'''

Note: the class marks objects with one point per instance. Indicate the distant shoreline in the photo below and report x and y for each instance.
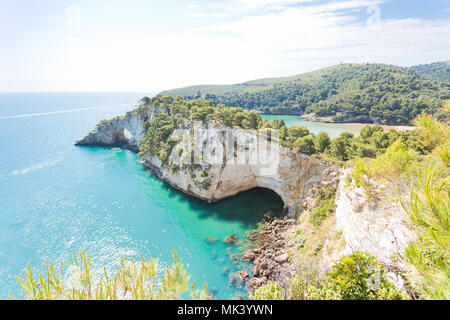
(328, 120)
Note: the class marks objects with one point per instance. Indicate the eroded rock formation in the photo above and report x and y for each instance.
(227, 160)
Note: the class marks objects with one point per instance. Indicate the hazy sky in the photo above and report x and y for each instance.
(146, 45)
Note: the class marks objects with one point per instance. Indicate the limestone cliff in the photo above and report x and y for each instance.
(224, 161)
(227, 160)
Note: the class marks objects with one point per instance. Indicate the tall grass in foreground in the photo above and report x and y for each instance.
(133, 280)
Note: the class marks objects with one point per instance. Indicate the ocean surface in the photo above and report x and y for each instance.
(333, 129)
(56, 198)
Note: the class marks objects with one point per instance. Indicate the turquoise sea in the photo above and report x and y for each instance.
(56, 198)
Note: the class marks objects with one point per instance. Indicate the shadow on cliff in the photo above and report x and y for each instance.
(247, 208)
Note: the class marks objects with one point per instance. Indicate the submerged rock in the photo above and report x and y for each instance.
(231, 239)
(211, 239)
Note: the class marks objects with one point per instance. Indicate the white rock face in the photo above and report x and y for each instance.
(244, 166)
(377, 228)
(229, 161)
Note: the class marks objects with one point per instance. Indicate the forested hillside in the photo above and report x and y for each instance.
(381, 93)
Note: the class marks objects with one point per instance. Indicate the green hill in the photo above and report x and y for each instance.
(383, 93)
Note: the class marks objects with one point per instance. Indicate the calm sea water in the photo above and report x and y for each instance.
(333, 129)
(56, 198)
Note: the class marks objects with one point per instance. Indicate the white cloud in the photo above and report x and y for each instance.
(291, 40)
(209, 14)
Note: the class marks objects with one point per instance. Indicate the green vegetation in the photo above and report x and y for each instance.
(174, 112)
(355, 277)
(132, 280)
(381, 93)
(325, 204)
(428, 208)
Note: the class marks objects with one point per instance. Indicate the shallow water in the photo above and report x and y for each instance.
(333, 129)
(55, 197)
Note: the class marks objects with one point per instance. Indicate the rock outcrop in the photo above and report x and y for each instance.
(271, 256)
(227, 161)
(372, 226)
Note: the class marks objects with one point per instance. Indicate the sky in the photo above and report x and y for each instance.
(153, 45)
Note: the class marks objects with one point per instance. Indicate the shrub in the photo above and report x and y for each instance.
(271, 291)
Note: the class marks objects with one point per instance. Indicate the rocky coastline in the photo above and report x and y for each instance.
(271, 257)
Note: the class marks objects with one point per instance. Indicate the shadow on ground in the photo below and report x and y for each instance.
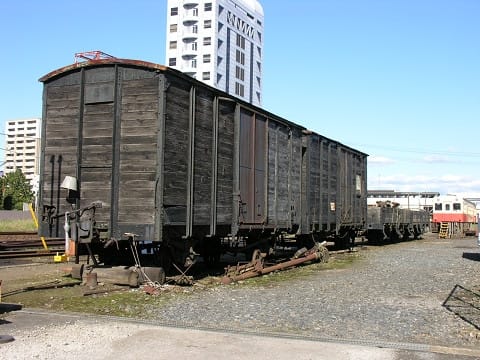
(471, 256)
(464, 303)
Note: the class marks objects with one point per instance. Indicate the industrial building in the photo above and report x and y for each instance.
(22, 148)
(219, 42)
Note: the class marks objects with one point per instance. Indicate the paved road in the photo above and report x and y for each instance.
(43, 335)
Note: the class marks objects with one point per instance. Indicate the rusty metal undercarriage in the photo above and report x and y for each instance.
(257, 266)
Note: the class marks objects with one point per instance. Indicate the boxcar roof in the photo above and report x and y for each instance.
(162, 68)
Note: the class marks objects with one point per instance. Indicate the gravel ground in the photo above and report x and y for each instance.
(422, 295)
(424, 292)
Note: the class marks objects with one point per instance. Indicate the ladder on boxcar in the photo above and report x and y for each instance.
(444, 230)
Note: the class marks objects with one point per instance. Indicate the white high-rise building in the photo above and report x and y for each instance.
(219, 42)
(22, 148)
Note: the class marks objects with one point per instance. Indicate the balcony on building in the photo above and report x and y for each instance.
(190, 19)
(188, 4)
(188, 53)
(189, 36)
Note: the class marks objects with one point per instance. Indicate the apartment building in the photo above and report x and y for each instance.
(22, 148)
(219, 42)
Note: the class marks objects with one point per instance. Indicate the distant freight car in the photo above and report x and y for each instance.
(388, 222)
(133, 150)
(458, 215)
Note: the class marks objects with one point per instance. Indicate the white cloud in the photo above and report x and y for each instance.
(464, 185)
(436, 159)
(380, 160)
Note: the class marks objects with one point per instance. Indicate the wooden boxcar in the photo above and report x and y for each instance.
(392, 223)
(163, 158)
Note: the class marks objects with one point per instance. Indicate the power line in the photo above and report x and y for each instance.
(420, 151)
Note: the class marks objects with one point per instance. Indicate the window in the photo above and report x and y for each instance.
(240, 57)
(240, 41)
(239, 89)
(240, 73)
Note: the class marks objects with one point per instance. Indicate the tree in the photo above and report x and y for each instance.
(15, 190)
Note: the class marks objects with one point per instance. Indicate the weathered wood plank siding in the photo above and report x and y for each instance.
(138, 149)
(203, 157)
(226, 115)
(176, 152)
(61, 108)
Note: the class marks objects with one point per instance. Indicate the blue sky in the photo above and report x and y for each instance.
(396, 79)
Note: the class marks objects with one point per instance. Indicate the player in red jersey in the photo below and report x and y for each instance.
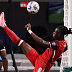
(45, 61)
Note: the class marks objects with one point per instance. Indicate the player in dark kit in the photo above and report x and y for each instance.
(45, 61)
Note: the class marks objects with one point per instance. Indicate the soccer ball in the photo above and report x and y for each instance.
(33, 7)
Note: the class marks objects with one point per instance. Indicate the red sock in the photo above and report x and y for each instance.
(12, 35)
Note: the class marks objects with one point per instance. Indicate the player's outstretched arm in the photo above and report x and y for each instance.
(36, 38)
(25, 46)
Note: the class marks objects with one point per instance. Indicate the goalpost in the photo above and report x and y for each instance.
(66, 62)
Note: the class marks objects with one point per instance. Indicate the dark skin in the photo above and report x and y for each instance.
(26, 47)
(4, 60)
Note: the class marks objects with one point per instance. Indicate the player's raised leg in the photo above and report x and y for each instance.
(25, 47)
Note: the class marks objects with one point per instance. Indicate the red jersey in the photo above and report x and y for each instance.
(45, 61)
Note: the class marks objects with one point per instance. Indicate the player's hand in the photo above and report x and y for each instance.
(2, 19)
(28, 26)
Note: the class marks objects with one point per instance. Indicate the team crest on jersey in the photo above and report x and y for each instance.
(54, 44)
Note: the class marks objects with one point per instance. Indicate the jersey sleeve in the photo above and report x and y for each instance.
(54, 45)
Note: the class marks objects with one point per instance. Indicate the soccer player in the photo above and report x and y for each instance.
(45, 61)
(3, 58)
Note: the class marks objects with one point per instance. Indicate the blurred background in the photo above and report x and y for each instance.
(43, 23)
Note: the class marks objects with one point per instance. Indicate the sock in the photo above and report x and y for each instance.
(13, 36)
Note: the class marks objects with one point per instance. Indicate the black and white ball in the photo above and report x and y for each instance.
(33, 7)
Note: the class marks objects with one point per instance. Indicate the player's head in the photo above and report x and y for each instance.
(60, 31)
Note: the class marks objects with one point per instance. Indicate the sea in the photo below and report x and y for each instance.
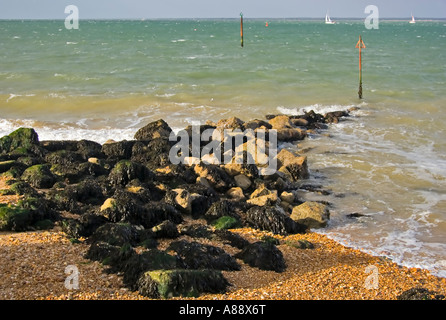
(385, 163)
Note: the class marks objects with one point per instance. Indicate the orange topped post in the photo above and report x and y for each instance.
(360, 45)
(241, 27)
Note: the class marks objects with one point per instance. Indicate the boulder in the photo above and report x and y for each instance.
(126, 170)
(311, 214)
(39, 176)
(153, 130)
(295, 165)
(181, 283)
(236, 194)
(420, 294)
(272, 218)
(200, 256)
(291, 134)
(217, 177)
(281, 122)
(116, 234)
(116, 151)
(263, 255)
(23, 138)
(166, 229)
(242, 181)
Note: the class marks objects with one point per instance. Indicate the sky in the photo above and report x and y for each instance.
(160, 9)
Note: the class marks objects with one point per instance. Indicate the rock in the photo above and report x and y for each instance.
(232, 239)
(153, 259)
(299, 122)
(166, 229)
(420, 294)
(257, 124)
(26, 214)
(219, 209)
(287, 196)
(39, 176)
(85, 226)
(272, 218)
(6, 165)
(263, 255)
(295, 165)
(226, 222)
(108, 254)
(217, 177)
(182, 198)
(291, 134)
(266, 200)
(242, 181)
(181, 283)
(201, 256)
(263, 197)
(236, 194)
(333, 117)
(311, 214)
(23, 138)
(235, 169)
(156, 129)
(281, 122)
(156, 212)
(126, 170)
(116, 151)
(116, 234)
(231, 124)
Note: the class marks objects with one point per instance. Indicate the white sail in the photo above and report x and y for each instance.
(328, 20)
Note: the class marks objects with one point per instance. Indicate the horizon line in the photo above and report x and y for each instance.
(224, 18)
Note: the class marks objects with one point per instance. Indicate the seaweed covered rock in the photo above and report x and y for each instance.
(272, 218)
(116, 234)
(28, 214)
(311, 214)
(23, 138)
(420, 294)
(263, 255)
(126, 170)
(39, 176)
(181, 283)
(156, 129)
(200, 256)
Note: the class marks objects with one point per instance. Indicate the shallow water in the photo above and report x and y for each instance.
(387, 161)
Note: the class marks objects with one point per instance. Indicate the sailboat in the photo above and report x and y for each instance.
(328, 20)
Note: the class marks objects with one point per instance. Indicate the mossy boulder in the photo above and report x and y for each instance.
(23, 138)
(14, 218)
(153, 130)
(200, 256)
(226, 222)
(181, 283)
(263, 255)
(126, 171)
(39, 176)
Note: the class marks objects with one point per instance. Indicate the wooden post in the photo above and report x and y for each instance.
(360, 45)
(241, 28)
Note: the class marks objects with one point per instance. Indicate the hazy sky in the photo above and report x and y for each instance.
(138, 9)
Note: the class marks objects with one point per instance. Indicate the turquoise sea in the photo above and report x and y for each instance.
(387, 161)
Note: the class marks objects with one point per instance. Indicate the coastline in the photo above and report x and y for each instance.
(35, 261)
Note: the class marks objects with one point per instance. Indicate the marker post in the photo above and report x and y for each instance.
(241, 28)
(360, 45)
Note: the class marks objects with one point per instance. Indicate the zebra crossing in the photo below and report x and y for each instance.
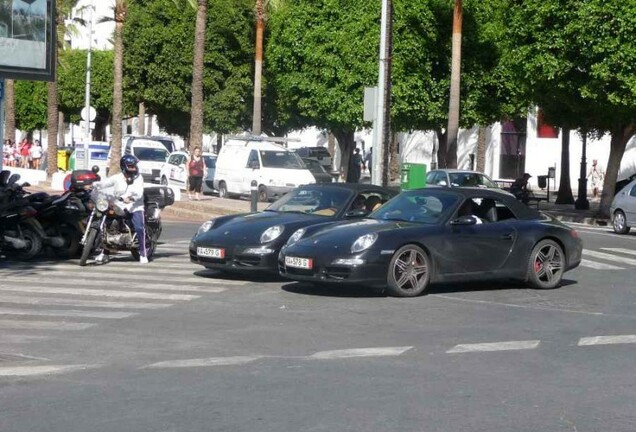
(609, 259)
(41, 299)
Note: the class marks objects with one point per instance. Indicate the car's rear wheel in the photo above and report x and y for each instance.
(546, 265)
(620, 223)
(222, 190)
(409, 272)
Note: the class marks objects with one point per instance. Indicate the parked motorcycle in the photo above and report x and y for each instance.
(21, 235)
(109, 225)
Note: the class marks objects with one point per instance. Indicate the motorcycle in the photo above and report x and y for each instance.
(109, 225)
(20, 232)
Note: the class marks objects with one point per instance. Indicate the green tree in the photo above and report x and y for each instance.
(72, 82)
(576, 61)
(158, 41)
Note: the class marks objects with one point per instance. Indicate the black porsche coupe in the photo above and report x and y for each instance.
(252, 241)
(436, 235)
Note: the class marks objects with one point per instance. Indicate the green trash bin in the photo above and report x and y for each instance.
(412, 176)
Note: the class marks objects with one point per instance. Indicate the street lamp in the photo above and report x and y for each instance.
(581, 202)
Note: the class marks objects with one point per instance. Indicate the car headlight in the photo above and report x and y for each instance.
(272, 233)
(297, 235)
(364, 242)
(207, 226)
(102, 205)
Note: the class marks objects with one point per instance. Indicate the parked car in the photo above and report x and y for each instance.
(624, 182)
(275, 169)
(175, 173)
(319, 154)
(252, 241)
(435, 235)
(456, 177)
(623, 209)
(318, 171)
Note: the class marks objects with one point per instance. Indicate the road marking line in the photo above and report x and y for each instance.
(359, 352)
(43, 301)
(100, 293)
(130, 276)
(214, 361)
(66, 313)
(621, 250)
(495, 346)
(609, 257)
(21, 371)
(599, 266)
(155, 286)
(44, 325)
(607, 340)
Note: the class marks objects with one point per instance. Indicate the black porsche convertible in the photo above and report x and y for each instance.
(252, 241)
(436, 235)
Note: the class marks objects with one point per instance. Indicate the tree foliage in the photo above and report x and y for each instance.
(576, 60)
(158, 41)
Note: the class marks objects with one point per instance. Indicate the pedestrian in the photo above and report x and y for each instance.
(596, 176)
(368, 160)
(520, 188)
(355, 166)
(36, 155)
(196, 171)
(25, 149)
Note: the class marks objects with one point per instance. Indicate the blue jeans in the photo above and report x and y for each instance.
(139, 226)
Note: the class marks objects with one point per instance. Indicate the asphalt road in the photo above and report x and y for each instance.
(168, 347)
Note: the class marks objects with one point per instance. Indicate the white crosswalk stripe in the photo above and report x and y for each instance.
(42, 299)
(608, 258)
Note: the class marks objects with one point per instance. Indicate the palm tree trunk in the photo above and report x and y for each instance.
(453, 106)
(481, 149)
(564, 196)
(52, 126)
(9, 113)
(116, 132)
(141, 125)
(196, 112)
(258, 69)
(620, 137)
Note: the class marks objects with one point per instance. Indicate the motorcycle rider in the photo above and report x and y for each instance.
(129, 187)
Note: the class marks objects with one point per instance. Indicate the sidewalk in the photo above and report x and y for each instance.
(213, 206)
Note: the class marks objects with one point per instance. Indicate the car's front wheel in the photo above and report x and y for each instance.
(409, 272)
(620, 223)
(546, 265)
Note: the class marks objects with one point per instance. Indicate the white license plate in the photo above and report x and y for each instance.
(211, 252)
(305, 263)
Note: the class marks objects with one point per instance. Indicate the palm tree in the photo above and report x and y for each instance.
(453, 106)
(120, 11)
(261, 5)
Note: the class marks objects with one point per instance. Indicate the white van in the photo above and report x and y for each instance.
(151, 154)
(275, 169)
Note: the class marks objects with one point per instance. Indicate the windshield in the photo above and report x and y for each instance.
(151, 154)
(320, 202)
(281, 159)
(422, 206)
(314, 166)
(471, 180)
(210, 161)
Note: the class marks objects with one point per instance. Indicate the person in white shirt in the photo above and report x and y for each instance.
(129, 187)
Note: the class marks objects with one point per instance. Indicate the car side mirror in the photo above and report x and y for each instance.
(359, 213)
(464, 220)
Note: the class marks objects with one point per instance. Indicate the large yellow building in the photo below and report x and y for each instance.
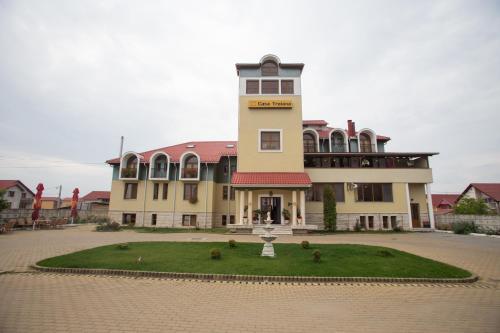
(280, 164)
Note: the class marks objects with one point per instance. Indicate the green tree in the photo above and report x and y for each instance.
(472, 206)
(329, 209)
(4, 204)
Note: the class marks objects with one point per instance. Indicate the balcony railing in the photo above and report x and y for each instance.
(367, 148)
(159, 173)
(356, 160)
(190, 173)
(129, 173)
(339, 148)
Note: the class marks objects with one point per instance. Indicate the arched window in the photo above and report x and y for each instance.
(309, 143)
(365, 145)
(269, 68)
(338, 144)
(190, 168)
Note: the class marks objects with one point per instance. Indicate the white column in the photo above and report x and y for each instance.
(429, 205)
(408, 205)
(303, 206)
(294, 208)
(242, 205)
(250, 208)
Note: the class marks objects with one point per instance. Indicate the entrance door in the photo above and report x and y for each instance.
(273, 205)
(415, 215)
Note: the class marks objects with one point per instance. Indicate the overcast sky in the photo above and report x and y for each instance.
(76, 75)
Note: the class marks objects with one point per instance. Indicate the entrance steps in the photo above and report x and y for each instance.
(278, 229)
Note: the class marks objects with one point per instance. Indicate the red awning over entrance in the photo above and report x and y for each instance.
(270, 179)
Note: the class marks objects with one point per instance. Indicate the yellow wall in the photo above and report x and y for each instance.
(369, 175)
(398, 205)
(291, 159)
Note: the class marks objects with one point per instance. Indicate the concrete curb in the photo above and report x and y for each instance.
(249, 278)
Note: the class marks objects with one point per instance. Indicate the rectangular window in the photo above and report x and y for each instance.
(362, 222)
(190, 191)
(287, 86)
(270, 140)
(394, 222)
(385, 222)
(374, 192)
(270, 87)
(370, 222)
(156, 189)
(315, 192)
(252, 86)
(225, 191)
(130, 191)
(128, 219)
(164, 194)
(189, 220)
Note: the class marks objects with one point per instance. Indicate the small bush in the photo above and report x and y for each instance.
(123, 246)
(316, 256)
(215, 253)
(464, 228)
(113, 226)
(384, 253)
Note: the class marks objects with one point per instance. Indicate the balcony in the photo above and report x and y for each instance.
(191, 173)
(159, 173)
(367, 148)
(339, 148)
(368, 160)
(128, 173)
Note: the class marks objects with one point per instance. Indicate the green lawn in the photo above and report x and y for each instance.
(336, 260)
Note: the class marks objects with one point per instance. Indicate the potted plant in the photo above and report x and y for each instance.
(245, 214)
(286, 215)
(257, 213)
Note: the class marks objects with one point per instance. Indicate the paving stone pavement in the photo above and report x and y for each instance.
(42, 302)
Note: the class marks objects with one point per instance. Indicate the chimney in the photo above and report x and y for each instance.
(351, 128)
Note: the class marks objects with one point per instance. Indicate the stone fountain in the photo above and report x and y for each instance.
(268, 249)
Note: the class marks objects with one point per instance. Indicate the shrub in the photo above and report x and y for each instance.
(113, 226)
(384, 253)
(316, 256)
(215, 253)
(329, 209)
(464, 228)
(123, 246)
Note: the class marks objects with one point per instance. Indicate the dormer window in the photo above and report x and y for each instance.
(269, 68)
(129, 166)
(190, 164)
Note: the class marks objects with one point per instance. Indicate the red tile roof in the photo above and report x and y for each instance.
(96, 195)
(5, 184)
(490, 189)
(271, 179)
(209, 151)
(444, 199)
(314, 122)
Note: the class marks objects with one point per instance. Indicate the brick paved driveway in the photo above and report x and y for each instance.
(35, 302)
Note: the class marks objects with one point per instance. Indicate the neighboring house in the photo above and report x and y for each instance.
(17, 194)
(444, 203)
(95, 200)
(49, 202)
(489, 192)
(280, 162)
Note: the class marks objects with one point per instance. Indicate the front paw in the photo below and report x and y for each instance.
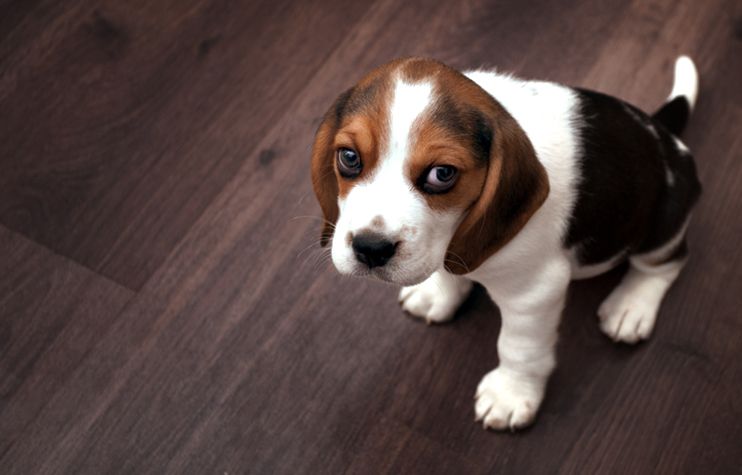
(436, 299)
(506, 401)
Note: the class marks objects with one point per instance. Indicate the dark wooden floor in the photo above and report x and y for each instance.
(164, 306)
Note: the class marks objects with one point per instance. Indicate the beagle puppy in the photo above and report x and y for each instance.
(431, 178)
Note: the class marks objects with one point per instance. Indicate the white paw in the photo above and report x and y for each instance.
(436, 299)
(507, 402)
(626, 317)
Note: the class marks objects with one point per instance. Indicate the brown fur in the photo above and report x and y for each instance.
(500, 182)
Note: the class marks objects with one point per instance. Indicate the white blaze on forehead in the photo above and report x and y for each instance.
(388, 193)
(408, 103)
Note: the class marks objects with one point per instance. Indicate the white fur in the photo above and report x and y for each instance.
(423, 234)
(529, 276)
(686, 80)
(437, 298)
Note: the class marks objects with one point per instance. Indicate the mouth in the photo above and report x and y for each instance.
(387, 275)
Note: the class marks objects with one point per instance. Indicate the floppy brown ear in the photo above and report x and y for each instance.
(515, 187)
(323, 165)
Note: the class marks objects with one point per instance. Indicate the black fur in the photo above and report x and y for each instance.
(625, 203)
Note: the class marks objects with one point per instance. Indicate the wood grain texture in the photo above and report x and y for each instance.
(165, 146)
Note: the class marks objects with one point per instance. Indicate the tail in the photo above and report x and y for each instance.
(675, 112)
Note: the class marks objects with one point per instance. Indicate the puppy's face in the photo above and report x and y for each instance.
(407, 166)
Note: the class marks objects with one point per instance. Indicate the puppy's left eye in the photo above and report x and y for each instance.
(440, 179)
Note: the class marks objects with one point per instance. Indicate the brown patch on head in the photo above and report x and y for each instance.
(356, 120)
(500, 181)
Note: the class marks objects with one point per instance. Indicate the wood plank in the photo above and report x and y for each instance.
(122, 121)
(52, 311)
(244, 352)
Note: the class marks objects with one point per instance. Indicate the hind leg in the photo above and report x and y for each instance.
(630, 311)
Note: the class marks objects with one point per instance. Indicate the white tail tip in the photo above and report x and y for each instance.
(686, 80)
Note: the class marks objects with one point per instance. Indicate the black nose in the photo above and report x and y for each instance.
(372, 249)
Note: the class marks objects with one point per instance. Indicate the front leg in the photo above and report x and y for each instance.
(436, 299)
(531, 306)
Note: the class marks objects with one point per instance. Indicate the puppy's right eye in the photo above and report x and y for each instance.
(349, 163)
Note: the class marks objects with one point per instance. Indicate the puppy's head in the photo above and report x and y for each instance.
(416, 169)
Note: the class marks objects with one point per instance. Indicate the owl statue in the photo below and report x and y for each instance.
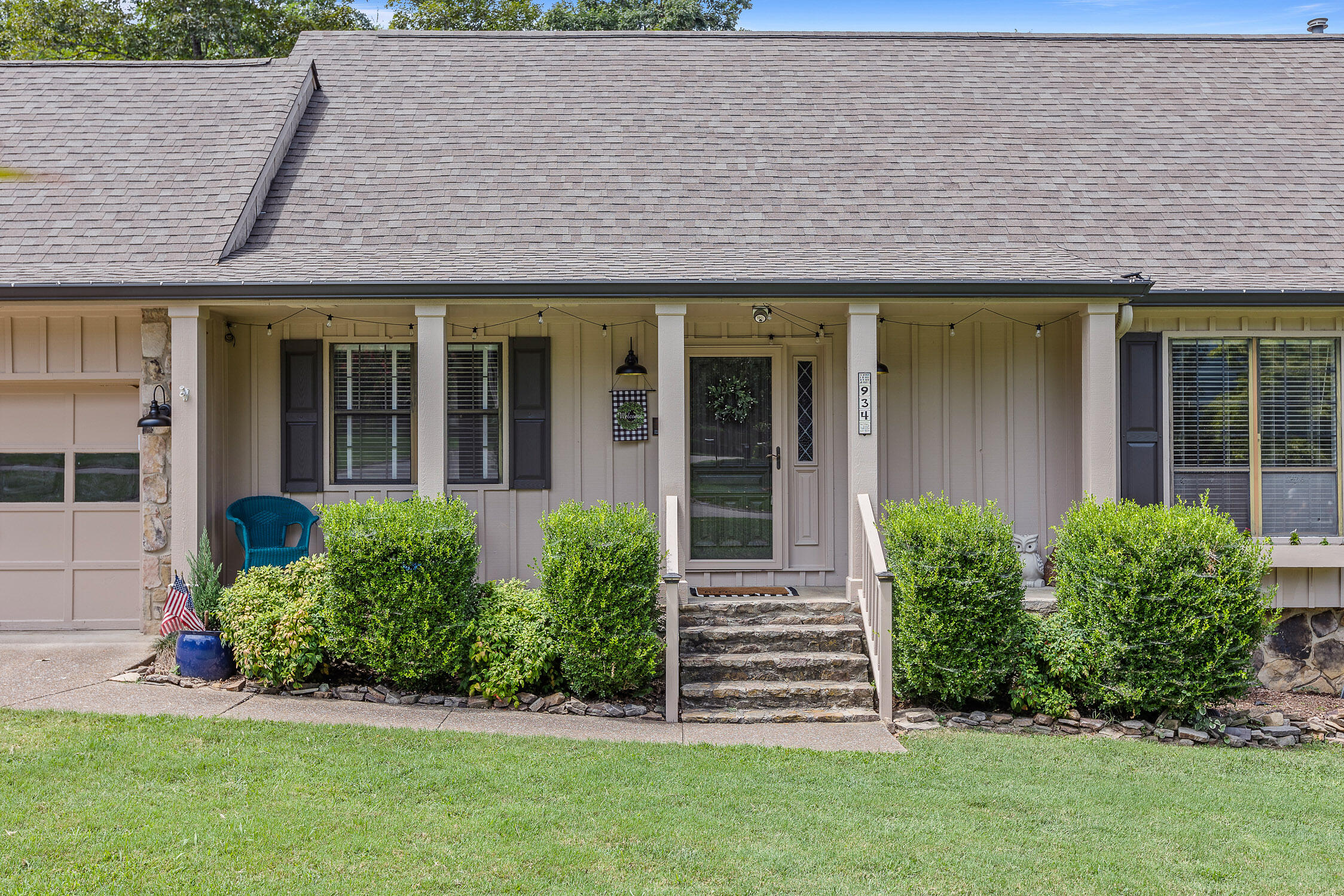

'''

- _Assignment_:
From the line holding "the brown patch" to the final line of the data above, give each line again exactly, both ends included, and drop the pictures.

- _Task result_:
Note: the class marks objects with one point per instance. Indicate the brown patch on head in the photo above and report x and y for each instance.
(356, 120)
(500, 181)
Note: the class marks objects with one point per instance. Indicate the wood plank in the photo above and report x and y for each instance.
(122, 121)
(52, 311)
(244, 352)
Note: the class marks objects with one point per instance. Indicate the hind leg in the photo above and report x and y for each instance.
(630, 311)
Note: the class marks objects with one point per instance. Indicate the white tail tip in the photo above and report x and y for each instance.
(686, 80)
Note: the class marks objects with one point per instance. Indicate the black nose in the photo above and report x and y for each instance.
(372, 249)
Note: the class marks objects with one point per instance. Indicate the front leg in the photo above and report x and y for each instance.
(436, 299)
(531, 306)
Note: the class marks objects with one point per instance. Indicate the puppy's right eye in the photo above and report x and y for each instance.
(349, 163)
Note: the class marks objects with one point per instance. Indicate the puppy's head in the photo above and report x and y for each instance.
(416, 169)
Note: the class marks objects with one point per instance. Indicate the owl statue in the photo below and report x and y for each instance.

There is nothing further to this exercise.